Fragmento mostrado>

====================

Cuando empecé a leer el relato escogido, no pude evitar sonreír al ver hacia dónde iba realmente la narración. De hecho, pensé: «Me la ha colado». Pero más tarde me enteré de que el culpable de mi sentimiento de engaño no era solo Kafka. Resulta que el título original del relato es Der Dorfschullehrer, por lo que podemos encontrarlo traducido como El Maestro Rural, pero a Max Brod no le debió parecer suficientemente llamativo. Así que, a la hora de editar el texto de su difunto amigo Franz, decidió rebautizarlo como Der Riesenmaulwurf, por lo que yo me lo encontré traducido como El Topo Gigante. Lo mismito. De este modo, aunque las primeras líneas de Kafka ya inducen a unas expectativas erróneas, es Brod quien termina poniendo la guinda del MacGuffin. Y ahora aclaro esto último por si alguien no sabe a qué me refiero: ni es un pastel ni está en la carta de McDonald’s (a pesar del parecido con el nombre de un sándwich de huevo).
Ahora en serio. El relato comienza con el narrador hablando del avistamiento de un topo gigante en las proximidades de una aldea y de la poca importancia que se dio al caso, el cual quedó sin aclarar y finalmente olvidado. Aprovecha para manifestar su indignación con aquellos que se dedican a investigar con denuedo fenómenos menos relevantes y que demostraron una clara negligencia al decidir ignorar éste, ya que el escaso alcance que llegó a tener la historia fue gracias a los rumores que corrieron en su momento y al escrito que le fue encargado al viejo maestro de la aldea. Y aquí es donde empieza el asunto.
Un maestro de pueblo, dice el narrador, excelente en su trabajo pero que «no poseía ni la capacidad ni la formación necesarias para ofrecer una descripción minuciosa y, además, aprovechable y menos aún una explicación». Kafka y sus piropos. Aun así, el maestro decidió hacer de este encargo la obra de su vida y no son pocos los esfuerzos que hizo por dar a conocer su investigación. Lamentablemente, no recibió más que rechazo. Pero fue la actitud de un erudito en particular la que escandalizó al narrador cuando leyó sobre su entrevista con el maestro. ¡Ah, esa injusticia no la podía permitir! Así que resolvió hacer él mismo un escrito en defensa de la buena voluntad del maestro. Y el resultado fue grotesco.

====================

[Elementos para identificar ubicaciones]
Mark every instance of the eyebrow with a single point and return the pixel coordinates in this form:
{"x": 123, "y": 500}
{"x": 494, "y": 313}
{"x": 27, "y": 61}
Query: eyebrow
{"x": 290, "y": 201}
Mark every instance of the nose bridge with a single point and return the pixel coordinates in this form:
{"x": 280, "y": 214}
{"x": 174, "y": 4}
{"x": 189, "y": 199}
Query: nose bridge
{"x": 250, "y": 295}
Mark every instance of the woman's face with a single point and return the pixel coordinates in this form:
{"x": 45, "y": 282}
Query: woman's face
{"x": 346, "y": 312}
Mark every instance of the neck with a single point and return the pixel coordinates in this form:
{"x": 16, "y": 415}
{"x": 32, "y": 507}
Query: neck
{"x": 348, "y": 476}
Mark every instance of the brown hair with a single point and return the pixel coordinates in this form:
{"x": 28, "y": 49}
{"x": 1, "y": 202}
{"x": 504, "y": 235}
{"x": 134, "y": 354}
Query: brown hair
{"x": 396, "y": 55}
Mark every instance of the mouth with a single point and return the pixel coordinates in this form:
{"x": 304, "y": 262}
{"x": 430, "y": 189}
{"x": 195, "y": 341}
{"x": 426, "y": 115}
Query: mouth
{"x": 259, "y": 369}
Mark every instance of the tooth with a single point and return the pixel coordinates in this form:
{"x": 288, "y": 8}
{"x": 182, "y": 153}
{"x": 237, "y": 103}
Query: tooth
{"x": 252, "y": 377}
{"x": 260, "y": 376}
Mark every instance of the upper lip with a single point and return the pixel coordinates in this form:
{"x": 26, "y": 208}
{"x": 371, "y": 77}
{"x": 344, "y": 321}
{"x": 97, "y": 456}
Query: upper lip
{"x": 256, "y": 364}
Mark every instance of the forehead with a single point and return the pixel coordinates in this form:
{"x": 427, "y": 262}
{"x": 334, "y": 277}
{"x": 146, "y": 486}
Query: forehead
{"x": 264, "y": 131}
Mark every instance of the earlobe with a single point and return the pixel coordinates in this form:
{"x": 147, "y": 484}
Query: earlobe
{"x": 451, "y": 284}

====================

Consignas de trabajo>
A) Responde según el texto sobre el relato de Kafka:
(i) ¿Cuál es el título original del relato?
(ii) ¿A quién se le encargó el escrito sobre el topo?
(iii) ¿Cómo fue el resultado del escrito del narrador en defensa del maestro?
B) Imprime, del texto sobre el relato de Kafka, el pasaje que comienza en las palabras «Un maestro de» y termina después de «resultado fue grotesco.».
Los datos no tienen ningún papel aquí.

Respuestas>
A)
(i) Der Dorfschullehrer.
(ii) Al viejo maestro de la aldea.
(iii) Grotesco.

B)
Un maestro de pueblo, dice el narrador, excelente en su trabajo pero que «no poseía ni la capacidad ni la formación necesarias para ofrecer una descripción minuciosa y, además, aprovechable y menos aún una explicación». Kafka y sus piropos. Aun así, el maestro decidió hacer de este encargo la obra de su vida y no son pocos los esfuerzos que hizo por dar a conocer su investigación. Lamentablemente, no recibió más que rechazo. Pero fue la actitud de un erudito en particular la que escandalizó al narrador cuando leyó sobre su entrevista con el maestro. ¡Ah, esa injusticia no la podía permitir! Así que resolvió hacer él mismo un escrito en defensa de la buena voluntad del maestro. Y el resultado fue grotesco.